== Records provided ==
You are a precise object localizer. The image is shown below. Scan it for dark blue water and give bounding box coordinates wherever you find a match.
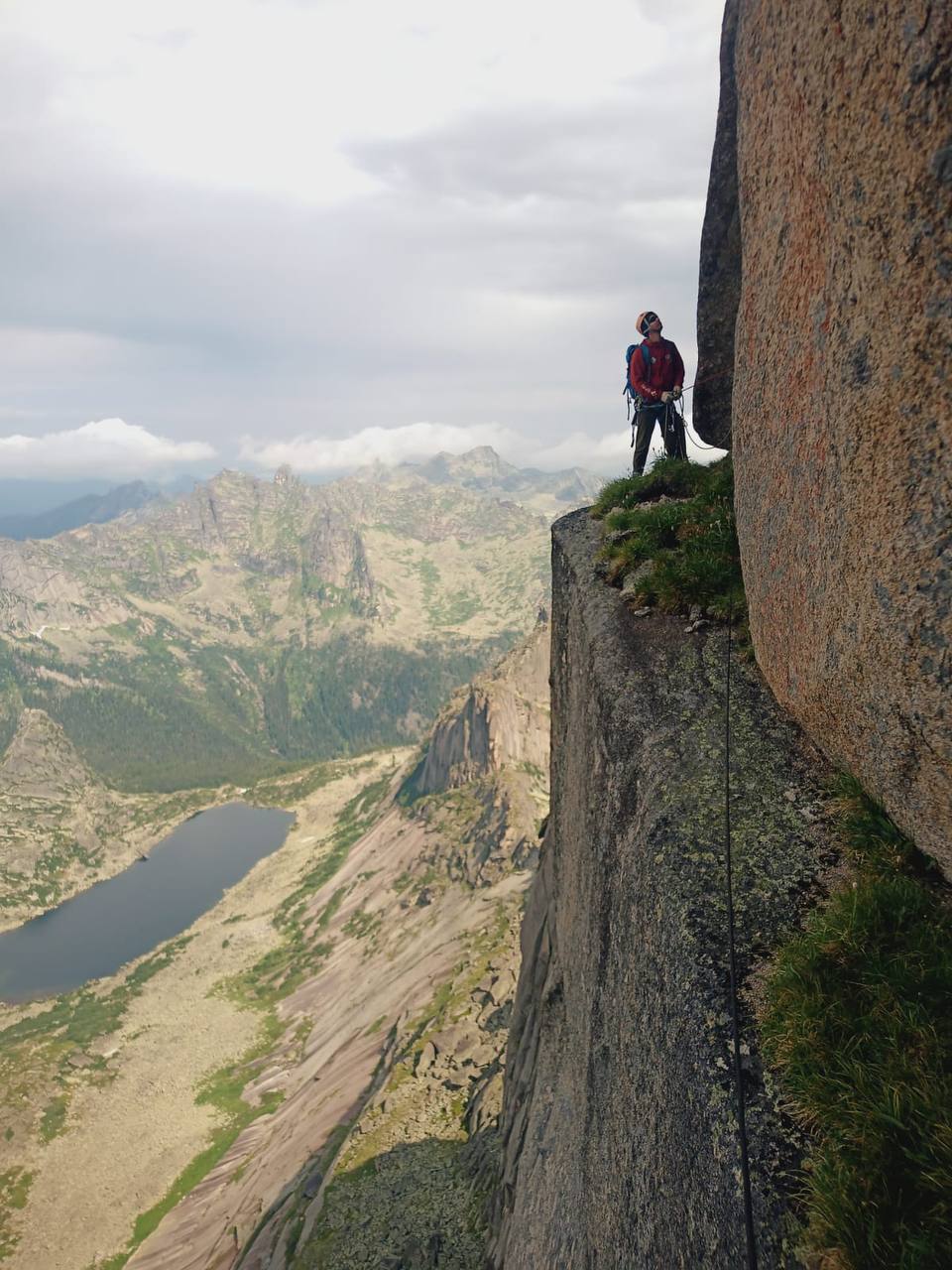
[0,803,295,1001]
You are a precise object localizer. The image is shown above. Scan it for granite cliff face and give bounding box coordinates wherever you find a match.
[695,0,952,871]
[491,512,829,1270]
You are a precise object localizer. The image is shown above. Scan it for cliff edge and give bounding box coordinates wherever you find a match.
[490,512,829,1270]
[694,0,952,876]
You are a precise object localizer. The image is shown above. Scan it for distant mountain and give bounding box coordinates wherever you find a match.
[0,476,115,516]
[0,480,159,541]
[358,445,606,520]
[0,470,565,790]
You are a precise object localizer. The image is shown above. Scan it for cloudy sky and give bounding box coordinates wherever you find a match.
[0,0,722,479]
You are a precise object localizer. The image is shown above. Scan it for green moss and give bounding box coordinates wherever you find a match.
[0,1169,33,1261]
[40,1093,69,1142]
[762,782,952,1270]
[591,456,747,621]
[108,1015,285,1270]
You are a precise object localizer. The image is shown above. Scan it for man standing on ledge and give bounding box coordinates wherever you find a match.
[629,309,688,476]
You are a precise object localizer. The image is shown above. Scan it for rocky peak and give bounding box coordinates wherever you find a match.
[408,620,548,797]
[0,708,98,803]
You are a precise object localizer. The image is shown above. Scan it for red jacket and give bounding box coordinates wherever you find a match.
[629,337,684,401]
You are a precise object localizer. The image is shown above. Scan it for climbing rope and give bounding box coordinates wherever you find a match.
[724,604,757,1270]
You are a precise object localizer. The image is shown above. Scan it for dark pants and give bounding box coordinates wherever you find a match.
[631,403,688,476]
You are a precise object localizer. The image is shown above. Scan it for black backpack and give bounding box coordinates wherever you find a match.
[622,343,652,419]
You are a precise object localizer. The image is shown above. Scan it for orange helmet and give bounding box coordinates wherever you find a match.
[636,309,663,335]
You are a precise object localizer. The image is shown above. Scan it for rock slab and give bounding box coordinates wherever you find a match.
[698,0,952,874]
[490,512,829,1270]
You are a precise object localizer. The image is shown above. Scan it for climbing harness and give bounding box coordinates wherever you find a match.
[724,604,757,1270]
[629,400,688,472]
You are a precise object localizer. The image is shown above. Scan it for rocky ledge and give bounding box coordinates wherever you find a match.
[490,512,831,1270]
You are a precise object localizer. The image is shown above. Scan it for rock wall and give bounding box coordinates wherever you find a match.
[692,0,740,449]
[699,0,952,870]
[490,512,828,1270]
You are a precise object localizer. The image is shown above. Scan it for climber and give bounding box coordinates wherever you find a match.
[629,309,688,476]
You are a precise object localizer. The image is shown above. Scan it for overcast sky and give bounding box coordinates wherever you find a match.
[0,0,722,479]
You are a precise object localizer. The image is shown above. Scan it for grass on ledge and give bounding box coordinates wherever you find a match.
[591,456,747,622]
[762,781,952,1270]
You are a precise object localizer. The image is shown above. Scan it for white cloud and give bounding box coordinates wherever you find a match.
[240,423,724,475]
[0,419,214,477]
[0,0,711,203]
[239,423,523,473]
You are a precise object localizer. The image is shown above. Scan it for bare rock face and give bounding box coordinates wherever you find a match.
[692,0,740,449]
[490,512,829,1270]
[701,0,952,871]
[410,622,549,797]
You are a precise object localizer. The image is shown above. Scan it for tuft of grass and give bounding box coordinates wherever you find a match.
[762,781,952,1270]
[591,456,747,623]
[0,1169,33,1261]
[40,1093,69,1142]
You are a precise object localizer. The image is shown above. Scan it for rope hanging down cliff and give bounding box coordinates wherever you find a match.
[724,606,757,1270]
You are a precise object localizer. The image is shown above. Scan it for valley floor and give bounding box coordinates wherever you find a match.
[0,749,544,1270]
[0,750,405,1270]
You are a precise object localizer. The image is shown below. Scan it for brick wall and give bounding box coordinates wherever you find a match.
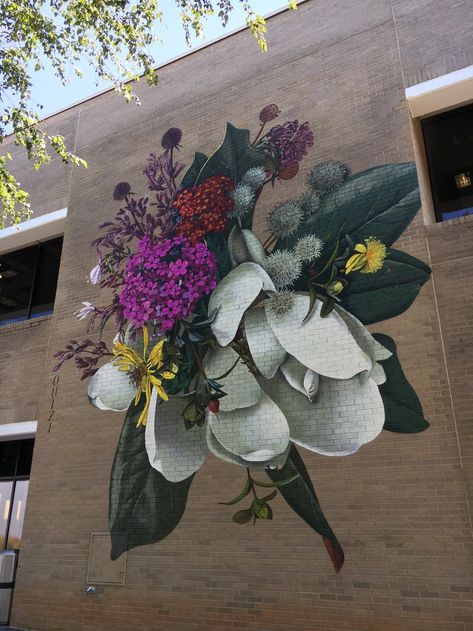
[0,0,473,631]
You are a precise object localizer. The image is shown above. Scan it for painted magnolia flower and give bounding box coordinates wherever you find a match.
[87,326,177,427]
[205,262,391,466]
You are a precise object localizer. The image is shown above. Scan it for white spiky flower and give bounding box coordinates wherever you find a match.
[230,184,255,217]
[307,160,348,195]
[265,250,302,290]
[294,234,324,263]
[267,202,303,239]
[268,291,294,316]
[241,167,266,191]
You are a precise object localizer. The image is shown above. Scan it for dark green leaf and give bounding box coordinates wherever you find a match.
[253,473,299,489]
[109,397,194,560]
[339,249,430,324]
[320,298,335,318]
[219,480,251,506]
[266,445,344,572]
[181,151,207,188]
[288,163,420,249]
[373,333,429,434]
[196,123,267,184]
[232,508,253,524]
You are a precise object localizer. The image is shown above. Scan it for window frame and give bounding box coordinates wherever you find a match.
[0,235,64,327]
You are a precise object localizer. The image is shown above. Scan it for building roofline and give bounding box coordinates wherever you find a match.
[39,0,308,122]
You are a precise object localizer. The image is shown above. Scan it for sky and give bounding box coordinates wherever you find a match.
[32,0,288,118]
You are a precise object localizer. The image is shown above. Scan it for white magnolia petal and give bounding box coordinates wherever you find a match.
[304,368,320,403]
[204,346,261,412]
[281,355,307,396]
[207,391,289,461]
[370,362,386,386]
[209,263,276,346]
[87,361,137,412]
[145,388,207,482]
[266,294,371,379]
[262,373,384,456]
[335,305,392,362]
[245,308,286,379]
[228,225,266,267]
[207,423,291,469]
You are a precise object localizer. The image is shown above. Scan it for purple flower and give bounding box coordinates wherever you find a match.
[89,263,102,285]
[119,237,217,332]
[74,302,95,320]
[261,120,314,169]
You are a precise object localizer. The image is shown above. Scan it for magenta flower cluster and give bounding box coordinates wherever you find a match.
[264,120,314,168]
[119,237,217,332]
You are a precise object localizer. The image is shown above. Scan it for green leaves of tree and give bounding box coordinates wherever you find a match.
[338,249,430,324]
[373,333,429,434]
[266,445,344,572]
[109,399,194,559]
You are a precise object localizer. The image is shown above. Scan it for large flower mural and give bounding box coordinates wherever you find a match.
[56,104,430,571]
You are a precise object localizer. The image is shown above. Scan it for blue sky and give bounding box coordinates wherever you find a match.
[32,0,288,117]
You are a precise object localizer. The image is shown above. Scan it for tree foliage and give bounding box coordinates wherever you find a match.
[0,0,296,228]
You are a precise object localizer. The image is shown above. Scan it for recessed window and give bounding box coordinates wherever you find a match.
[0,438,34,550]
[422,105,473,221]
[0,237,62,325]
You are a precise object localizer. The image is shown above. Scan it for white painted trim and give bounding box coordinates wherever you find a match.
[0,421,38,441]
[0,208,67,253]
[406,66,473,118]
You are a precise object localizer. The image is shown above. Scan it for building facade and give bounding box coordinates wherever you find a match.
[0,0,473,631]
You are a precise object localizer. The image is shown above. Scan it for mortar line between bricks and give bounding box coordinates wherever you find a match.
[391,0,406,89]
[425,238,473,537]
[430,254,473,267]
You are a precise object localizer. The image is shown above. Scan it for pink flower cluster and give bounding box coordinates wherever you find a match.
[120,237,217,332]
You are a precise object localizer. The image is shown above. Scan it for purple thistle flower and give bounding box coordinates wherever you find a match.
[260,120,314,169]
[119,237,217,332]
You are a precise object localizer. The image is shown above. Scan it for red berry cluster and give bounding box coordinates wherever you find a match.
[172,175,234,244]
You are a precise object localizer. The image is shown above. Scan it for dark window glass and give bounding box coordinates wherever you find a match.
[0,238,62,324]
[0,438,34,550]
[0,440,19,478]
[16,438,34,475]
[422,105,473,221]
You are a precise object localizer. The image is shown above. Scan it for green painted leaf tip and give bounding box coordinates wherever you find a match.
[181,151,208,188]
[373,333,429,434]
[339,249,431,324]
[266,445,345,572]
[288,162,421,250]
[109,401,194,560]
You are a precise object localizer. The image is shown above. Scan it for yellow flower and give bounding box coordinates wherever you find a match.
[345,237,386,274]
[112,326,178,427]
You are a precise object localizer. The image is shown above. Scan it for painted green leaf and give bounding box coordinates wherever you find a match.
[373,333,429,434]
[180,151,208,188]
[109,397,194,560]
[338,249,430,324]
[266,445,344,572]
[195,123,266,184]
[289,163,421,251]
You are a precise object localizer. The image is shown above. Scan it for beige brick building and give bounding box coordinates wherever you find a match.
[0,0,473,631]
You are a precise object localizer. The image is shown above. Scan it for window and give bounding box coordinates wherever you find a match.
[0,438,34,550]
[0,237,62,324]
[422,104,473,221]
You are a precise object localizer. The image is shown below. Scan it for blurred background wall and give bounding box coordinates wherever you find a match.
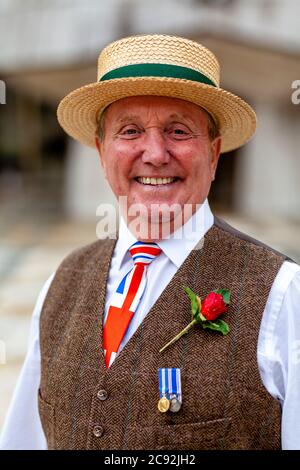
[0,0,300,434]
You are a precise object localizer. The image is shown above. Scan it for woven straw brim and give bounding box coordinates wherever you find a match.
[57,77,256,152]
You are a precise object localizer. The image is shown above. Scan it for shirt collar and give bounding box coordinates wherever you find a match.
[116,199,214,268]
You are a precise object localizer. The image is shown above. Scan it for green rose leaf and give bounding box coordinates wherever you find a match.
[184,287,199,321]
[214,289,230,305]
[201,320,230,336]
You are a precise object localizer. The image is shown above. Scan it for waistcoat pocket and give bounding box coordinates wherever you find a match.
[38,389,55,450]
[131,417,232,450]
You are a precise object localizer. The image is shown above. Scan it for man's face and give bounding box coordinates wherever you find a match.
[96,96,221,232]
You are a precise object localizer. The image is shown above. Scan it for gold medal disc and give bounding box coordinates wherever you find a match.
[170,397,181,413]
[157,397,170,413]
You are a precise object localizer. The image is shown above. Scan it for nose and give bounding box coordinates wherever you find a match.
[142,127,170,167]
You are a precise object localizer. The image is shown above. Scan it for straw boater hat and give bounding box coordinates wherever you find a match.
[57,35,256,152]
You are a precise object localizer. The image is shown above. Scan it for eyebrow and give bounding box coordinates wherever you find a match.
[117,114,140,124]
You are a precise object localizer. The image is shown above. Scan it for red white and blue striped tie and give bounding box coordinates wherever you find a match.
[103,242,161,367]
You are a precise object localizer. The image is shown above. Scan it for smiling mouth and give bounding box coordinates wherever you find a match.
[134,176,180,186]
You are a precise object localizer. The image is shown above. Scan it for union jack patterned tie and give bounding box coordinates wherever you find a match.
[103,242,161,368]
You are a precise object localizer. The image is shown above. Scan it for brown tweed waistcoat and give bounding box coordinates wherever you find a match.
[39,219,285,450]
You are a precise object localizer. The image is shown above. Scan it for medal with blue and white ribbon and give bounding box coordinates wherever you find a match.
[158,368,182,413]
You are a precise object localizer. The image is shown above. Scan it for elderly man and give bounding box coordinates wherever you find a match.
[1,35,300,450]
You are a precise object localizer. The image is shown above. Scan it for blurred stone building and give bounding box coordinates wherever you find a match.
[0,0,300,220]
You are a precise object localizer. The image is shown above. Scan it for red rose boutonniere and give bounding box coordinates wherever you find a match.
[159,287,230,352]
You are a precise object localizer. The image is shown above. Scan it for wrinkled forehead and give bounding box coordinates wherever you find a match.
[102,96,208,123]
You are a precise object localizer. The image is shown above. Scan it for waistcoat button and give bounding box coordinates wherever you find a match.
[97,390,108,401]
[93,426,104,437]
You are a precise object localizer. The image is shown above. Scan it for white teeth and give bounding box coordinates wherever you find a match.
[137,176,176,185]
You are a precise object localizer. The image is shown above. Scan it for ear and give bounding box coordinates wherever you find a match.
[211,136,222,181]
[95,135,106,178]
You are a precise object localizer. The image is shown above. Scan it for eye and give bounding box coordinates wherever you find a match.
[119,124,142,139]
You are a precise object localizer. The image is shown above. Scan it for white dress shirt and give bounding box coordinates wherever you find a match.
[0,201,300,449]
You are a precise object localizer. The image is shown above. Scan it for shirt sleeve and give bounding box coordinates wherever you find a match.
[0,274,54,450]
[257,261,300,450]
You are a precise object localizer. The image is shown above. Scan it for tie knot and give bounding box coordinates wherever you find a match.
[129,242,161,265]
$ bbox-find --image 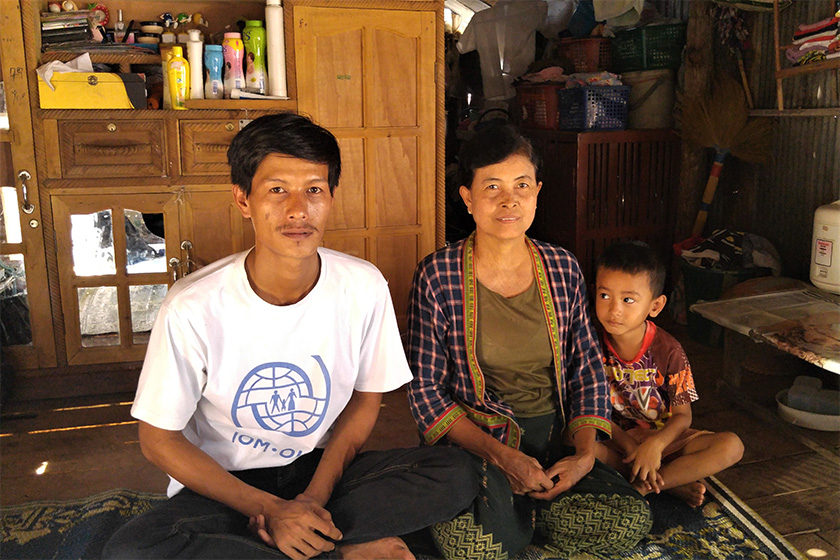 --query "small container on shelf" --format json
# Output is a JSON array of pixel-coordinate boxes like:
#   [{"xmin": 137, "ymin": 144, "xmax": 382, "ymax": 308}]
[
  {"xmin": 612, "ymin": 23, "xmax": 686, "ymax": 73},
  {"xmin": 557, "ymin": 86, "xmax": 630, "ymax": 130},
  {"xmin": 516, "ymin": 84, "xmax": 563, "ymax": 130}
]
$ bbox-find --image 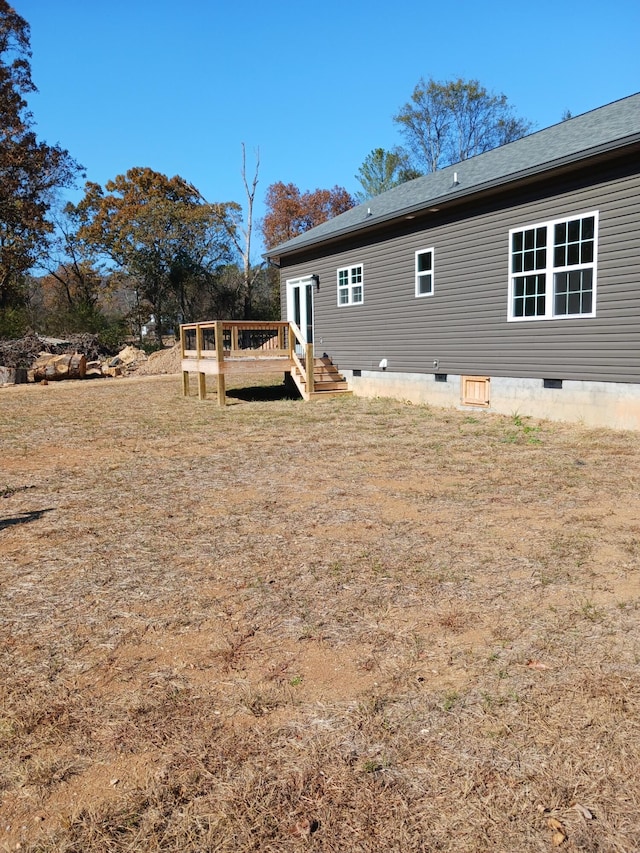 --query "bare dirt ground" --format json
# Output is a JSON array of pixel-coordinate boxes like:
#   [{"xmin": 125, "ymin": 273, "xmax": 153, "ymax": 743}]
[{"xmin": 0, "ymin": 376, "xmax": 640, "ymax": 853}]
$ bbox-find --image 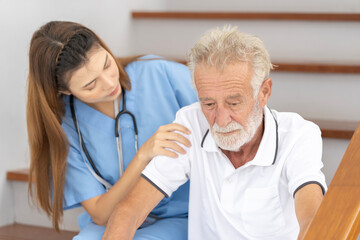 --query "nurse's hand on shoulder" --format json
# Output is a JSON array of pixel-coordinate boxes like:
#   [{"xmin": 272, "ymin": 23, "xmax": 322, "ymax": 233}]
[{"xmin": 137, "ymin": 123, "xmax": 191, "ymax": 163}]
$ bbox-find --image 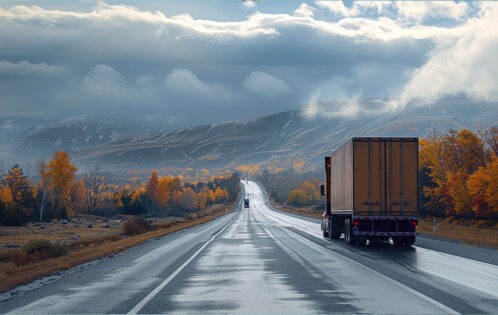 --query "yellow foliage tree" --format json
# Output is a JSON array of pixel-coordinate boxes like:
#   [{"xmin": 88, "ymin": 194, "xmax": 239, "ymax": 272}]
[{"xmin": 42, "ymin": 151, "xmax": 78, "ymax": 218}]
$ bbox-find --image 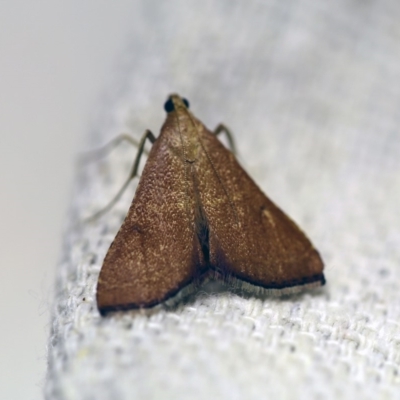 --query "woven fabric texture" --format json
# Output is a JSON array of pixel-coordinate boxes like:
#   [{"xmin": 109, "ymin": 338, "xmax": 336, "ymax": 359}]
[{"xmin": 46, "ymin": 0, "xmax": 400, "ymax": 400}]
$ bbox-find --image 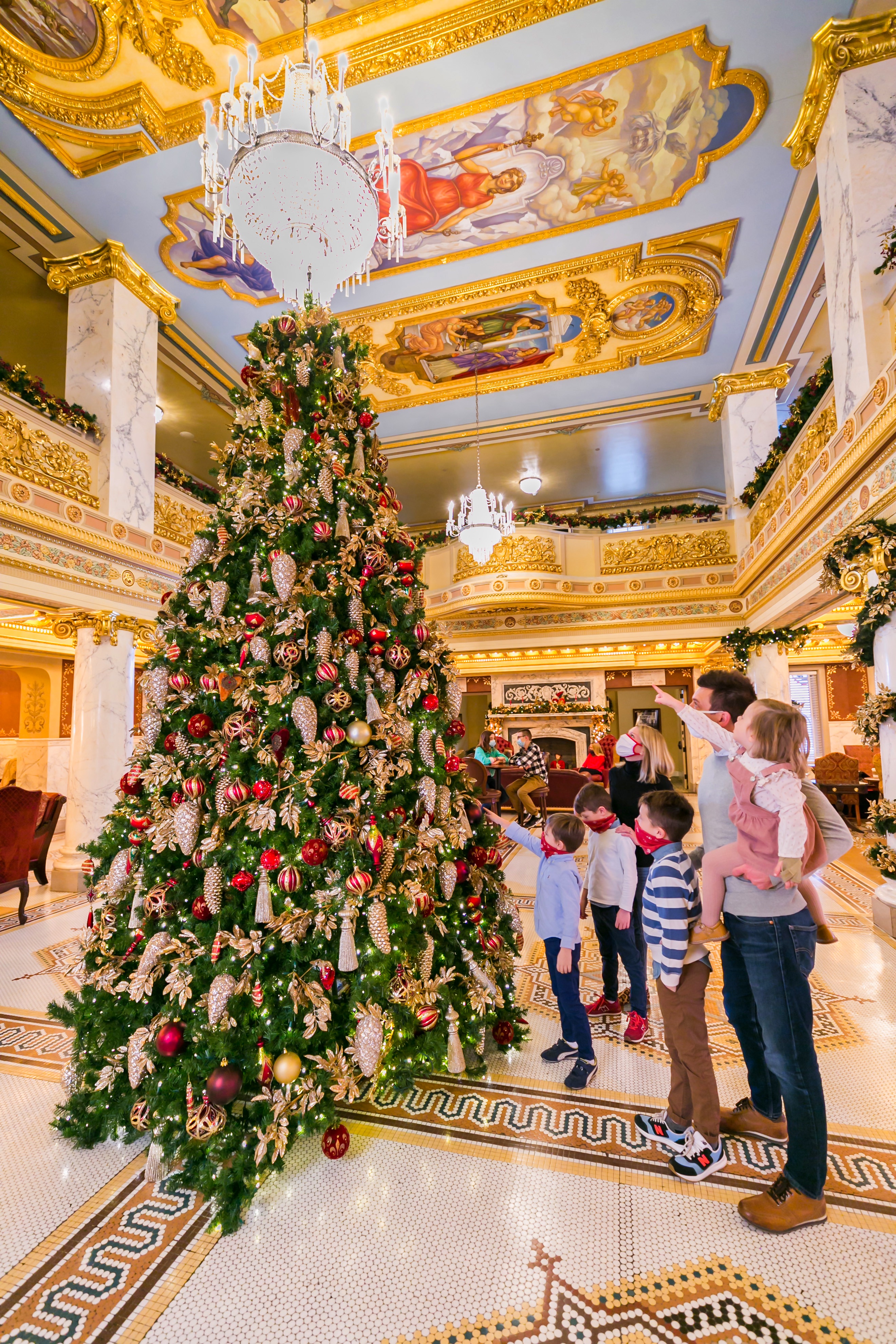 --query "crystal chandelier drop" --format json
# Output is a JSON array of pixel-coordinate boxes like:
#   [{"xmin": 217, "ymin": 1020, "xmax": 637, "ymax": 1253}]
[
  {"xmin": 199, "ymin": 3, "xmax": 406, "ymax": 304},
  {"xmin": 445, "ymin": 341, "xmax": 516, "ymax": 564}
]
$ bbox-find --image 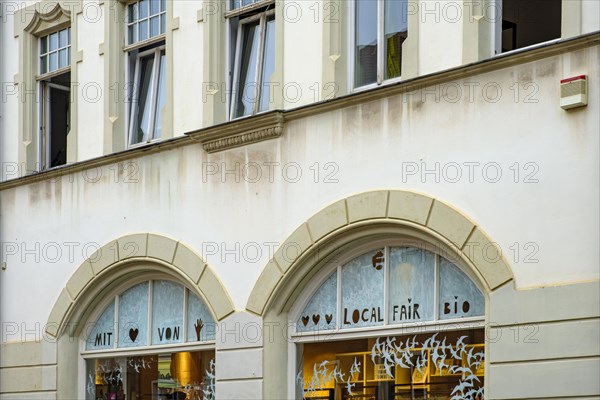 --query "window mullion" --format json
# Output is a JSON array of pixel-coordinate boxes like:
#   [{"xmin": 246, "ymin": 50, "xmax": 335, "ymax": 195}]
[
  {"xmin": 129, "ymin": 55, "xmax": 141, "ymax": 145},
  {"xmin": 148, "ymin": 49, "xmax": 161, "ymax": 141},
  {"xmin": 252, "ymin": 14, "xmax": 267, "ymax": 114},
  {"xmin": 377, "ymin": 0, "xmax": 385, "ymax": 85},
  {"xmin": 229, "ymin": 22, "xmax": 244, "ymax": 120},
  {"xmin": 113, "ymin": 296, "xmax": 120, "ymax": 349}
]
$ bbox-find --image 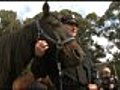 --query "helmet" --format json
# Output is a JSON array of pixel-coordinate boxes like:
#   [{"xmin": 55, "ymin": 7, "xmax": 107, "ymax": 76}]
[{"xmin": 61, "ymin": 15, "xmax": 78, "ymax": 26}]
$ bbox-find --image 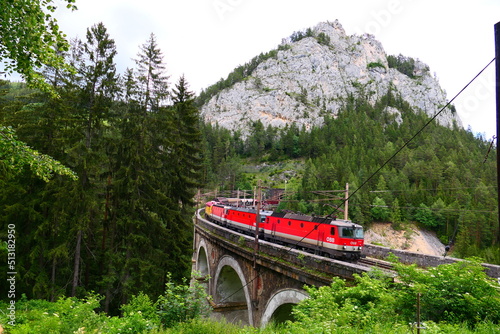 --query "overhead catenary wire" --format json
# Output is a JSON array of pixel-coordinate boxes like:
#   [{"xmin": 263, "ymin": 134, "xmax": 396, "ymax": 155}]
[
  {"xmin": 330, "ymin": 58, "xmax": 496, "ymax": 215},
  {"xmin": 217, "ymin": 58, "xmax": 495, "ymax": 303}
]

== Goal of the exercise ==
Gather every line of the records above that contains the word "below" and copy each of those lines in full.

== Result of the task ==
You are a precise object localizer. The image is shown below. Scan it for dark blue water and give bounding box coordinates wherever you find a match.
You are a precise object localizer. The image is shown below. Scan it for brick wall and give bounding box coordinates wherever you find a match.
You are a precise object localizer. The image is shown below. Scan it for blurred background wall and give bounding box coordinates wherever you find a match.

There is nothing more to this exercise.